* What is being asked
An exact reproduction of the data below is the required answer.

* Available records
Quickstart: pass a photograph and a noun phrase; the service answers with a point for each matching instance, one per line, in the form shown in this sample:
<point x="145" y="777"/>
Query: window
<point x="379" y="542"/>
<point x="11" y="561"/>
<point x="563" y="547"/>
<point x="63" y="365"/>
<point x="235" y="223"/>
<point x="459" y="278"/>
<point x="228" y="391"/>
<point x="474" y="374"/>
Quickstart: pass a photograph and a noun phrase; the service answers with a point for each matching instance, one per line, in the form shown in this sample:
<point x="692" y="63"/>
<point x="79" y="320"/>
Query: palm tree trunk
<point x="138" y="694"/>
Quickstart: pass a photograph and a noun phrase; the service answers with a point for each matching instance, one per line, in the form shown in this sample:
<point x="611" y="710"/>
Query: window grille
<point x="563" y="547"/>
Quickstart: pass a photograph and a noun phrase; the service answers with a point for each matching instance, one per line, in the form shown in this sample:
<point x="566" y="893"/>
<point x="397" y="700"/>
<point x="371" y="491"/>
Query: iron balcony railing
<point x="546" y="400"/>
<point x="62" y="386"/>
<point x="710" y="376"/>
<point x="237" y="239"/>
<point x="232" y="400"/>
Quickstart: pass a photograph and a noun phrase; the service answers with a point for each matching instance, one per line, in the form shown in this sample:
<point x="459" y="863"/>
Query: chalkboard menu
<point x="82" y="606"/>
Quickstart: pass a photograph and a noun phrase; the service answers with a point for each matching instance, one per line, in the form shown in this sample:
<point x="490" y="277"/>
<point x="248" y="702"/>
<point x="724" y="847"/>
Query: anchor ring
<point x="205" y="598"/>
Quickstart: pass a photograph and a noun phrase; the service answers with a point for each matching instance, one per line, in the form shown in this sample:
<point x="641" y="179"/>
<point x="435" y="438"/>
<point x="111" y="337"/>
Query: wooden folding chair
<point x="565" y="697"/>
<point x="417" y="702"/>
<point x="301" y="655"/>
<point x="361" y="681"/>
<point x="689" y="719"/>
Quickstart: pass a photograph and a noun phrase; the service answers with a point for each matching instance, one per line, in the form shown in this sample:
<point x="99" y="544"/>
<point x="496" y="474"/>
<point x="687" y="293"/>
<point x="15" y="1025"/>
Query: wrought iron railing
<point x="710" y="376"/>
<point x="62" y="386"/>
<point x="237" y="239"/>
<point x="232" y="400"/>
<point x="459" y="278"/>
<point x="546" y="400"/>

* Response area
Quickstart: pass a photograph and a noun phrase; the service answers with a point for each matching instance, one per line, in the form shown in this sample:
<point x="145" y="777"/>
Query: window
<point x="379" y="542"/>
<point x="11" y="561"/>
<point x="563" y="547"/>
<point x="63" y="365"/>
<point x="235" y="223"/>
<point x="459" y="278"/>
<point x="228" y="391"/>
<point x="474" y="374"/>
Quickstart: pass a photograph and a noun phrase; the service answers with a point for each matching instance, one per line, in the form shown in this sample:
<point x="692" y="63"/>
<point x="79" y="320"/>
Query: palm tree trunk
<point x="138" y="694"/>
Quickstart: pass a photograph and a noun phrase; the service answers with a point for each matching instance, one per line, in the form shown in this sample:
<point x="611" y="710"/>
Query: window grille
<point x="563" y="547"/>
Quickstart: pass a photograph and a noun phrase; the service answers with a point for each matching instance, one per line, in the form shown in this sample:
<point x="566" y="893"/>
<point x="397" y="700"/>
<point x="371" y="491"/>
Query: iron balcony railing
<point x="546" y="400"/>
<point x="62" y="386"/>
<point x="710" y="376"/>
<point x="237" y="239"/>
<point x="232" y="400"/>
Quickstart: pass a photograph and a noun phrase; the service answers with a point for each matching instance, one per line, in the form shown in this sample:
<point x="459" y="863"/>
Query: chalkboard menu
<point x="82" y="606"/>
Quickstart: pass a photograph and a noun phrase; the service answers with a point for each matching instance, one per line, in the form shown in this sample:
<point x="490" y="277"/>
<point x="248" y="702"/>
<point x="724" y="847"/>
Query: anchor ring
<point x="205" y="598"/>
Quickstart: pass a photograph and a noun phrase; the service answers with a point for each matching instance, one per line, in the form shown in this sample:
<point x="641" y="179"/>
<point x="435" y="438"/>
<point x="111" y="337"/>
Query: wooden folding chair
<point x="565" y="697"/>
<point x="417" y="702"/>
<point x="301" y="655"/>
<point x="361" y="681"/>
<point x="689" y="719"/>
Quickstart: pass a photograph and a noun phrase; the service answers with a point for each matching instance, one per line, in the form shown in this sample:
<point x="99" y="544"/>
<point x="496" y="474"/>
<point x="687" y="293"/>
<point x="15" y="1025"/>
Query: wrought iron railing
<point x="710" y="376"/>
<point x="62" y="386"/>
<point x="237" y="239"/>
<point x="232" y="400"/>
<point x="459" y="278"/>
<point x="546" y="400"/>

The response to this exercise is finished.